» Problem requirements:
What do the lines from the one containing "window? Mark that spot." through the end of the entries say? Quote them exactly, and only them.

» Exercise inputs:
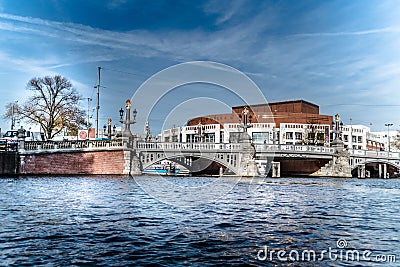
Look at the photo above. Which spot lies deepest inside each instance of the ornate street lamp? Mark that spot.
(147, 130)
(247, 119)
(127, 122)
(338, 131)
(200, 131)
(104, 130)
(388, 125)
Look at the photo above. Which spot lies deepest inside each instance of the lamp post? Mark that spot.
(388, 125)
(13, 114)
(338, 130)
(147, 130)
(247, 119)
(127, 122)
(200, 131)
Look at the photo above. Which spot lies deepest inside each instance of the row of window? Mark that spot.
(355, 139)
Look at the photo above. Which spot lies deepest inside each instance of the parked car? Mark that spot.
(3, 144)
(11, 135)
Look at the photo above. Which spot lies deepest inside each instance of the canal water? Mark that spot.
(117, 221)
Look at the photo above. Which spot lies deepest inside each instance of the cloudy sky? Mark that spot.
(341, 55)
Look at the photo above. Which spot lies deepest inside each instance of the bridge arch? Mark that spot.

» Answer to the problem:
Look at the photo above. Which spot lies deepest inside each instance of the row of window? Mark that spot.
(355, 139)
Look at the photo above. Which spot lies deepest inside each instance of the parked car? Mark that spot.
(3, 144)
(11, 135)
Look at the photo above. Which spot lies deepest inside each instance of the canal water? Mark that spot.
(117, 221)
Look at the photo above. Which spot lies deepest inside each instance of the cloudy sky? Mark that spot.
(341, 55)
Look at the photo above. Which spot lies deepest inside each instance of the bridge arch? Mark that spot.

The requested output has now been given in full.